◆ TO DO
Pull out every row below, copying each line word for word. Leave the pictures out of your answer.

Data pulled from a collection
◇ ◇ ◇ ◇ ◇

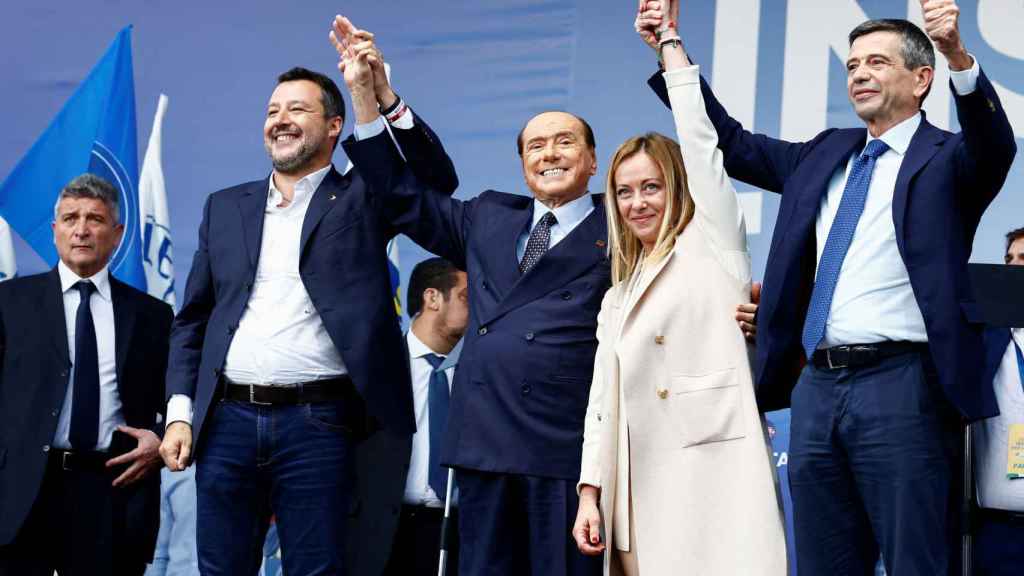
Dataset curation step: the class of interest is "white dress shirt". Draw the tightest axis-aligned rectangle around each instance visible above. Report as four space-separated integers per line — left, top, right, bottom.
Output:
515 194 594 261
815 60 979 347
974 328 1024 512
167 166 348 423
402 330 455 508
53 260 125 451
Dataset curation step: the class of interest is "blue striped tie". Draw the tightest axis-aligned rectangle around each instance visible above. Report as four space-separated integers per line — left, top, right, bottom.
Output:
801 140 889 358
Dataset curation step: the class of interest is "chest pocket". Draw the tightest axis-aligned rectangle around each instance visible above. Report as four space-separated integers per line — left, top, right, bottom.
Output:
670 368 746 447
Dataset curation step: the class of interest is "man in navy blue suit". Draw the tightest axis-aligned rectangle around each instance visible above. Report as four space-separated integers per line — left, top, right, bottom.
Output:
638 0 1016 575
973 228 1024 576
161 26 457 575
335 15 609 576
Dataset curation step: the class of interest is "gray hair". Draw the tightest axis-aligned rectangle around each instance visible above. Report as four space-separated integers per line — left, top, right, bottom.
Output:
53 172 121 223
849 18 935 102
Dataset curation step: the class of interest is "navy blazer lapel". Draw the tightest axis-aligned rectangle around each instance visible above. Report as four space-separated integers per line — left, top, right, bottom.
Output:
111 276 138 390
893 116 946 253
39 266 71 367
480 197 608 324
299 166 351 254
481 197 534 300
239 177 270 270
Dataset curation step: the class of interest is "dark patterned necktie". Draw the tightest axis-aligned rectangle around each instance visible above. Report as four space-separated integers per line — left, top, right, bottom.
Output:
519 212 558 274
68 281 99 450
801 140 889 358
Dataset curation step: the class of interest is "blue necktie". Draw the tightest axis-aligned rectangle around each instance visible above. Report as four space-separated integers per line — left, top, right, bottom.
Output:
800 140 889 358
68 281 99 450
423 354 451 500
519 212 558 274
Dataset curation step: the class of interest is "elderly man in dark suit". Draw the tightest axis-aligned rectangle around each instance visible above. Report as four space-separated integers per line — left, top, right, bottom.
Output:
638 0 1017 576
0 174 172 576
335 15 609 576
162 35 457 575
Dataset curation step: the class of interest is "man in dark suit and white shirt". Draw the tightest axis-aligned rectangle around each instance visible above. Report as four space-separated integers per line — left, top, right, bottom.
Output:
0 174 172 576
972 228 1024 576
161 44 457 576
349 257 469 576
640 0 1017 576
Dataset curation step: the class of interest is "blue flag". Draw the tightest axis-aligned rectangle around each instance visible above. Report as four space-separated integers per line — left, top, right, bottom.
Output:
0 26 146 291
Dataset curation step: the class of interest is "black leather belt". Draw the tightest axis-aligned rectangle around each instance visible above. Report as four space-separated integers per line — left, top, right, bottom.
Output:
50 448 114 474
220 375 354 406
811 341 928 370
978 508 1024 526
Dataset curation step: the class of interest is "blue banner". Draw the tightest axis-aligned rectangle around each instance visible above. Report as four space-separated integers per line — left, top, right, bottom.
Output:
0 26 146 291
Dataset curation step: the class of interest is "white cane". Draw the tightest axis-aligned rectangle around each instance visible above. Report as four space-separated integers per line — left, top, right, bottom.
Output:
437 468 455 576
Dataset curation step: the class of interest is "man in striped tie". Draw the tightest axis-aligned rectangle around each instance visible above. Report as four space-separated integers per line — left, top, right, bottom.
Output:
647 0 1016 576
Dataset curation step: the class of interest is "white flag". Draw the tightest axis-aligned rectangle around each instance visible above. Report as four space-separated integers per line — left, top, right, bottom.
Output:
0 214 17 282
138 94 176 307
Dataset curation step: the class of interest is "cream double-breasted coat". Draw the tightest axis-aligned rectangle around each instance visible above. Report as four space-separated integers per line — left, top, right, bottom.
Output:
581 66 786 576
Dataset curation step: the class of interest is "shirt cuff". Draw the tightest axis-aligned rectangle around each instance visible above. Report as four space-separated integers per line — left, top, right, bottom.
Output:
167 394 193 426
949 54 981 96
352 116 384 140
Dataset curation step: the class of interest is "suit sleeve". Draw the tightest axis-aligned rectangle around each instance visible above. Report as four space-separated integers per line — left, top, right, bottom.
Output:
166 195 214 399
647 73 813 193
952 66 1017 221
342 129 474 270
391 112 459 196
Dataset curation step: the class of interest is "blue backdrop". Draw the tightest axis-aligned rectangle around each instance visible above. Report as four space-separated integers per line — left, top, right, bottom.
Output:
0 0 1024 565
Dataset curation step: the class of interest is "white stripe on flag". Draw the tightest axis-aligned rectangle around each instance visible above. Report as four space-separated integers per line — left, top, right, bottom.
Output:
138 94 175 306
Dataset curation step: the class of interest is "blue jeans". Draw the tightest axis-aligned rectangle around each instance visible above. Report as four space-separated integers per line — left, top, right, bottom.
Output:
196 401 352 576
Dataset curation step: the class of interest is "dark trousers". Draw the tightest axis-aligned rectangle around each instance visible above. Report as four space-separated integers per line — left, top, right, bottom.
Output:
790 353 963 576
458 468 602 576
196 400 351 576
0 450 153 576
973 508 1024 576
384 505 459 576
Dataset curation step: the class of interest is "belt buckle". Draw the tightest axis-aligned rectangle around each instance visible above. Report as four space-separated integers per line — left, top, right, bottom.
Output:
249 384 273 406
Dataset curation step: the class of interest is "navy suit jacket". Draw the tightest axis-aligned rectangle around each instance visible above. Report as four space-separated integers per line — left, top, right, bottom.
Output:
348 132 610 481
0 269 173 561
649 68 1017 420
167 114 458 453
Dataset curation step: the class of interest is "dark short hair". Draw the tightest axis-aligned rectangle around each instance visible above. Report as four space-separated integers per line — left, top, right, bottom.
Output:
53 172 121 223
406 257 459 318
850 18 935 104
278 66 345 122
515 110 597 156
1007 228 1024 252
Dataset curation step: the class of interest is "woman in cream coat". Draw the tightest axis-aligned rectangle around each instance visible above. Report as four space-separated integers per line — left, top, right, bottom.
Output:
572 2 786 576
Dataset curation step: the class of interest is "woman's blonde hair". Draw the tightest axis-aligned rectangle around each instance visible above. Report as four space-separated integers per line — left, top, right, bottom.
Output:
604 132 693 284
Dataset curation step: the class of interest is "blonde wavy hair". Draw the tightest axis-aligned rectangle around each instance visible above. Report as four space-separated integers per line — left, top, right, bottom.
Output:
604 132 694 284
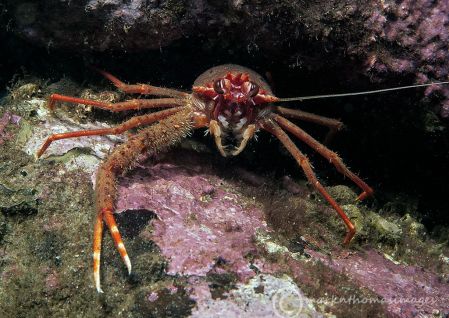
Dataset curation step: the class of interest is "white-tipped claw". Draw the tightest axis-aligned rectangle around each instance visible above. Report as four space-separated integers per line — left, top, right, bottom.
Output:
94 272 103 294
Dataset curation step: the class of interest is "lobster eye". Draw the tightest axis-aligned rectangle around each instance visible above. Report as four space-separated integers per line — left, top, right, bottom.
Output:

◇ ◇ ◇ ◇ ◇

◆ RESPONSE TO THE EXERCISE
Dataset curation step: the class of interest is "white dress shirt". Draw the tightest axis-aligned rectangle around each instance visible above. Report as four space-separated integers per line — left, top, right, bottom.
Output:
515 194 594 261
815 60 979 347
974 328 1024 512
167 166 348 423
402 330 455 508
53 260 125 451
Dataset curation step: the class of interest is "blue striped tie". Draw the tightest axis-aligned rectangle around each instance visible above. Report as four space-separated integers per line — left, top, right, bottom.
Output:
801 140 889 358
Dataset curation step: the class of interest is "chest pocket". Draw the tightest axis-aligned rectangle around each instance visible above. Report as four space-separated integers per line — left, top, right, bottom.
Output:
670 368 746 447
Dataset curation step: the class of interest is "man in navy blue suit". Draw the tightest axis-aligned rectangle around each instance visible above. Report as four space-separated integers per line — left, top, right, bottom.
Output:
638 0 1016 575
973 228 1024 576
161 26 457 575
335 15 609 576
Dataset curation step: the class of interest is "gray hair". Draw the tightest axis-aligned rectangle around each instance visible above. Report as four space-separated integers per line — left, top, right, bottom.
Output:
53 172 121 223
849 18 935 102
Dataset curation step: the class of interest is "navy blazer lapel". Draw the tightest axis-aligned rectangle around each instance visible above. Report as four space-separated integers per line — left, top, right, bottom.
Output:
111 276 138 390
893 116 946 253
39 266 71 367
480 197 608 324
299 166 351 254
481 197 534 300
239 177 270 270
Dataset curation step: the class of interest is "dark patterned necktie". Draw the tightest axis-aligned rectangle around each instance visible above. Report as four space-separated integers per line — left, top, right, bottom.
Output:
519 212 558 274
68 281 99 450
801 140 889 358
Dataset curation step: the class of interest is "blue necktie". Draw the tightest axis-aligned rectangle around each instance visible above. Report as four space-separated integers per line — left, top, right, bottom.
Output:
800 140 889 358
68 281 99 450
423 354 451 500
519 212 558 274
Dataset curation step: the class of interest is "elderly man in dark suit". Draw the tightest axis-aligned rectangle around each instance visible above. Report as four space-separated integers per line — left, top, right, bottom.
Output:
638 0 1017 576
0 174 172 576
335 15 609 576
162 35 457 575
Dataset curation step: the class of interest is "man in dark suit and white shirt". Draw the tightest axis-aligned rectangle around each instance visible above. Report as four space-separated integers per line — left, top, right, bottom.
Output:
0 174 172 576
972 228 1024 576
161 44 457 576
349 257 469 576
640 0 1017 576
Dataset curation step: the class of interest is "blue flag". Draw the tightest axis-aligned rectangle around each instance visible above. Report as four space-separated integers per line — left, top, right, bottom.
Output:
0 26 146 291
Dataset curation step: the class of interest is "black leather belt". Draw the tightest axis-aligned rectangle around each instance visible above. Report as four space-separated integers per line — left, top, right, bottom.
Output:
50 448 114 474
220 375 354 406
811 341 928 370
978 508 1024 526
Dataset curation step: the class of interest is "blue banner". Draw the tightest axis-aligned rectangle around each instance visible above. Report as four space-separated integers per line — left, top, right, bottom.
Output:
0 26 146 291
Dataset curation step: the class of interest is "white cane". Draw the tightest axis-aligned rectangle around each instance visible above. Report as four space-separated integers per line — left, top, right, bottom.
Output:
437 468 455 576
Dataset curation step: the class of interest is "man in striped tie". Draw the tightest axis-aligned rectangle around each instance visible above. Report as four space-separated integers per line — left, top, right, bottom.
Output:
647 0 1016 576
Dataset curation step: the class of interest is "white flag". Draw the tightest axis-aligned rectangle around each instance visible above. Report as four space-separated integers per line — left, top, right, bottom.
Output:
0 214 17 282
138 94 176 307
Dataset curation step: the class of interest is "cream double-breasted coat". Draw the tightest axis-aligned rectangle around each instance visible above. Report as four space-separated integers per line — left, top, right, bottom.
Output:
581 66 786 576
Dataset curation step: the class of interest is "shirt cuff". Draw the tightest axis-aligned rectangle around each instance visible above. Report as four space-separated integers per line — left, top, right, bottom.
Output:
167 394 193 426
949 54 981 96
352 116 384 140
Dataset curation step: the class of interest is "suit sleeve". Draw the tightest axis-aligned rectangle around each instance visible above. Report as four space-separated integers per line — left, top, right, bottom.
Output:
166 195 214 399
647 73 813 193
952 66 1017 221
342 129 474 270
391 112 459 196
Dataset curation step: the class of interest is "blue backdrop". Draw the tightest axis-aligned rectangle around each instance visible above. Report as four space-separated integers per line — left, top, right, bottom.
Output:
0 0 1024 565
Dataset curation step: the class of interest is "white stripe on flag". Draw the tightest axis-aligned rectangle around each instance visible above. Report as four space-separated integers per line — left, top, right, bottom.
Output:
138 94 175 306
Dataset curation step: the class of interest is "blue jeans". Draw the tightest axis-aligned rectangle around each instance visible above. Report as four space-separated integers per line — left, top, right, bottom.
Output:
196 401 352 576
Dataset curation step: the class of interest is "dark trousers". Draw the tightest axis-aligned rectangle around each instance visible above. Report as four space-separated integers per line — left, top, right, bottom.
Output:
790 353 963 576
458 468 602 576
196 400 351 576
0 450 153 576
973 508 1024 576
384 505 459 576
Dataset curation step: the class of interest is "belt buckle". Draw the tightest axis-aligned rectangle around each instance visible above. Report as four space-separated integers per line — left, top, right, bottom.
Output:
249 384 273 406
Dataset curation step: the class of interest is "navy suit jacket". Draw the tightest axis-aligned rectangle around each instance visible above. Report as four space-separated integers per line — left, top, right, bottom.
Output:
348 132 610 481
0 269 173 561
649 68 1017 420
167 114 458 453
Dataset curation step: the class of interest is "dark short hair". Draw the tightest axis-aligned rectangle around each instance visible above. Report as four space-separated integers per line — left, top, right, bottom.
Output:
53 172 121 223
406 257 459 318
850 18 935 104
278 66 345 122
515 110 597 156
1007 228 1024 252
Dataset curation step: the class of interest is "woman in cream coat". Draw the tightest axis-aligned rectangle around each instance visible above. Report as four space-separated integers per line — left, top, right, bottom.
Output:
572 2 786 576
Dataset curation step: the class of interest is "woman's blonde hair". Draw the tightest axis-aligned rectangle around each instance visible above. Report as four space-separated integers per line — left, top, right, bottom.
Output:
604 132 693 284
Dataset curation step: the class of interest is "blonde wavy hair". Draw the tightest axis-aligned rectangle around each instance visible above. Report as four space-separated integers per line — left, top, right, bottom.
Output:
604 132 694 284
Dataset curation step: the class of interest is "white-tipped claw". Draw the tightest axis-aligned rectangle around each instance visible above. Report as four space-separated integers per line — left, top, right, bottom.
Output:
94 272 103 294
Dataset curation step: the class of interest is "lobster eye". Draw the tightest axis-aligned rectangle around each instance visible above. Report as four space-separated integers per line — left, top, right, bottom.
Output:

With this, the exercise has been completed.